**EXERCISE INSTRUCTIONS:** Copy the records below exactly as they are written.

**RECORDS:**
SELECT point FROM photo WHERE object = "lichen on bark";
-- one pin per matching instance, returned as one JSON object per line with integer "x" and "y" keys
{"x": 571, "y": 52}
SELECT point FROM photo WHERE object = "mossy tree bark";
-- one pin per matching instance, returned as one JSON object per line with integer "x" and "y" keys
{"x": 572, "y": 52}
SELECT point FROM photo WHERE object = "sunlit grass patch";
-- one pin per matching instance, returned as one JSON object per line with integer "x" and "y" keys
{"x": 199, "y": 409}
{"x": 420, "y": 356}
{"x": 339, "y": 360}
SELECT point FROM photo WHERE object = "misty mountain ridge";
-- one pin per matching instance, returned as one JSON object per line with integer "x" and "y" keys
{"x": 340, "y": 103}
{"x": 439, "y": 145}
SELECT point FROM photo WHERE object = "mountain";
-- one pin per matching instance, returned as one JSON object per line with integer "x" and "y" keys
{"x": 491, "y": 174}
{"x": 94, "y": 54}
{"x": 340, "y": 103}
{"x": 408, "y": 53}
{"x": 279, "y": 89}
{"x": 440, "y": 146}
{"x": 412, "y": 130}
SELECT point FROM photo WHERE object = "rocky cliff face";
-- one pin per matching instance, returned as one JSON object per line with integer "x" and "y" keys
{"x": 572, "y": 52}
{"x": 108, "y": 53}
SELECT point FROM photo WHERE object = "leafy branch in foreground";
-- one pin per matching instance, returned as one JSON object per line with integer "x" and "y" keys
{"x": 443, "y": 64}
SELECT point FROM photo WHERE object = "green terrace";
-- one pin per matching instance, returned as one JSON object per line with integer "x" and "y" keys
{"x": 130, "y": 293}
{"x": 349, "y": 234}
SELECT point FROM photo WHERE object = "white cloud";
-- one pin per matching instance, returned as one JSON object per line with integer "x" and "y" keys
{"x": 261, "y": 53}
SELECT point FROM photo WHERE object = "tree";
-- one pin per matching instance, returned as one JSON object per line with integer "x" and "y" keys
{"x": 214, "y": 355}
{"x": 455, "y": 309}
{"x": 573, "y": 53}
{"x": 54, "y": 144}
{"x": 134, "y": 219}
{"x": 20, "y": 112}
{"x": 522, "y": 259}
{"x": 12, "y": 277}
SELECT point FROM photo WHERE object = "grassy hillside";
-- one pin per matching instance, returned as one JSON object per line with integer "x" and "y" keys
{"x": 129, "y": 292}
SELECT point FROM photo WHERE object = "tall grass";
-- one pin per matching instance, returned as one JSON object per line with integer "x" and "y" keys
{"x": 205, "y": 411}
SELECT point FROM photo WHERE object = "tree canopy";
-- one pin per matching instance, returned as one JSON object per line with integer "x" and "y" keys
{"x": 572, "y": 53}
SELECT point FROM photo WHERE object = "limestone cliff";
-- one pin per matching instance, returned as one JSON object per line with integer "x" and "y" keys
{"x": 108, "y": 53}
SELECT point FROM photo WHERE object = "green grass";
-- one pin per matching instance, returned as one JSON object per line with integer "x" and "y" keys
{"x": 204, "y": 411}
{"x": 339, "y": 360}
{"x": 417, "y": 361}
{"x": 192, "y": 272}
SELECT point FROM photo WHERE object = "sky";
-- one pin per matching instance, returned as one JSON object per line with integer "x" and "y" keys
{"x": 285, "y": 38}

**EXERCISE ANSWER:**
SELECT point FROM photo WHERE object = "lichen on bark";
-- one pin per matching instance, returned as one JSON object per line with integer "x" and "y" keys
{"x": 571, "y": 52}
SELECT point FROM photo WHERE object = "mossy tree bark";
-- one pin per matching instance, returned as one JSON object per line with integer "x" and "y" keys
{"x": 572, "y": 52}
SELECT point FROM photo WHERE object = "sunlit grass patch";
-- one pin per matching instance, returned as one JSON object per line with integer "x" and "y" keys
{"x": 199, "y": 409}
{"x": 420, "y": 356}
{"x": 339, "y": 360}
SELECT point FROM photo WHERE object = "misty mountain ridge";
-- one pin per matching instance, returned as one JSON object per line with integer "x" and "y" keys
{"x": 340, "y": 103}
{"x": 439, "y": 145}
SELECT point FROM photo WHERE object = "mountain";
-- one pin per matching instance, returned as one JSON object per line with integer "x" and "y" keys
{"x": 491, "y": 174}
{"x": 94, "y": 54}
{"x": 340, "y": 103}
{"x": 408, "y": 53}
{"x": 279, "y": 89}
{"x": 440, "y": 146}
{"x": 412, "y": 130}
SELECT point FROM photo WHERE object = "rocky cliff face";
-- one pin per matching instance, returned as one JSON object per line with integer "x" and "y" keys
{"x": 572, "y": 52}
{"x": 108, "y": 53}
SELECT point FROM photo WHERE object = "leafy branch in foreground";
-- one pin per matching instance, returned as one JSON object per line with integer "x" and "y" keys
{"x": 443, "y": 64}
SELECT point FROM photo WHERE object = "green terrace";
-- one pin per matching instance, returned as one JSON object per line with integer "x" and "y" keys
{"x": 130, "y": 293}
{"x": 349, "y": 234}
SELECT point FROM photo WHERE object = "white cloud";
-- one pin per matching instance, returned as one JSON object per line with integer "x" and "y" keys
{"x": 261, "y": 53}
SELECT point FROM photo WHERE object = "tree";
-- one pin per matching instance, returned as one JSON object per line with integer "x" and "y" keys
{"x": 214, "y": 355}
{"x": 455, "y": 309}
{"x": 573, "y": 53}
{"x": 54, "y": 144}
{"x": 134, "y": 219}
{"x": 20, "y": 112}
{"x": 522, "y": 259}
{"x": 12, "y": 277}
SELECT point FROM photo WHERE object = "grassy hillside";
-- one pin per matching instance, returned as one JSON object per line with integer "x" and "y" keys
{"x": 129, "y": 292}
SELECT point FROM photo WHERE object = "tall grass";
-- one pin per matching instance, returned as one JSON object per line with integer "x" and "y" keys
{"x": 205, "y": 411}
SELECT point FROM photo WHERE object = "tree canopy";
-- one pin per matching instance, returned as one JSON object per line with integer "x" and "y" keys
{"x": 572, "y": 53}
SELECT point FROM photo WHERE object = "limestone cliff";
-- one pin per matching instance, returned as one JSON object per line with integer "x" and "y" keys
{"x": 108, "y": 53}
SELECT point FROM photo WHERE object = "green grass";
-- one pin per matching instance, returned as one JSON object per line with integer "x" and "y" keys
{"x": 204, "y": 411}
{"x": 339, "y": 360}
{"x": 417, "y": 361}
{"x": 192, "y": 272}
SELECT point FROM photo WHERE object = "sky";
-- one pin per matching instance, returned as one JSON object per line with integer "x" and "y" keys
{"x": 285, "y": 38}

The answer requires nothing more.